[Object location annotation data]
◇ ◇ ◇ ◇ ◇ ◇ ◇
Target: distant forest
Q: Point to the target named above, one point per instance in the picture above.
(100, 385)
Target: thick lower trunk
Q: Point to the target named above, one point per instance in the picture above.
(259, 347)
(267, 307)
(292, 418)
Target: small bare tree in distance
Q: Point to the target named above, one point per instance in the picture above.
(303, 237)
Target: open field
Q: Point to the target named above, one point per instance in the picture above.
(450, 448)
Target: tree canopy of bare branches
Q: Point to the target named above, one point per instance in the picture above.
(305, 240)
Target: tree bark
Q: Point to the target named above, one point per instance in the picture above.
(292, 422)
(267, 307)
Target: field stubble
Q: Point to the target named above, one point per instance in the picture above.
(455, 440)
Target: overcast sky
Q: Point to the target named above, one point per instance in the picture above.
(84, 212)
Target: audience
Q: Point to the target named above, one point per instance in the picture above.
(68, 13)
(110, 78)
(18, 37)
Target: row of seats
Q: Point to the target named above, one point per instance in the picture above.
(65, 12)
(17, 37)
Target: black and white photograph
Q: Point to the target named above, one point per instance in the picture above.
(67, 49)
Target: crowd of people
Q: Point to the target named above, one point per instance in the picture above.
◇ ◇ ◇ ◇ ◇ ◇ ◇
### [Problem description]
Return every line above word for word, leaving nothing out and changing nothing.

### [Task solution]
Target: distant forest
Q: Point to the target named above, one point per instance in the picture above.
(100, 385)
Target: thick lower trunk
Q: Point to the target named above, one point per instance in the picture above.
(259, 347)
(267, 307)
(292, 418)
Target: small bare tree in distance
Q: Point to the target named above, one point per instance in the picture above.
(303, 237)
Target: open field
Q: Point to the target named above, one point per instance in the picture above.
(450, 448)
Target: tree canopy of bare branches
Q: Point to the target named above, one point per instance in the picture above.
(305, 240)
Target: tree bark
Q: Point to the target named above, one point per instance in the picture above.
(292, 422)
(267, 307)
Target: field stubble
Q: Point to the target named above, one point per instance in the picture above.
(455, 440)
Target: overcast sky
Q: Point to the target named above, one point per instance in the picture above.
(84, 212)
Target: audience
Q: Point to the target named above, one point per instance in the picture above.
(68, 13)
(110, 78)
(18, 37)
Target: row of seats
Q: Point to the target named above, one point per instance in the picture above.
(65, 12)
(17, 37)
Target: black and white photograph
Q: Point to the target named above, one point per instance in the picture above.
(67, 49)
Target: crowd of people
Q: Point to the target named above, one point per instance in the picture above.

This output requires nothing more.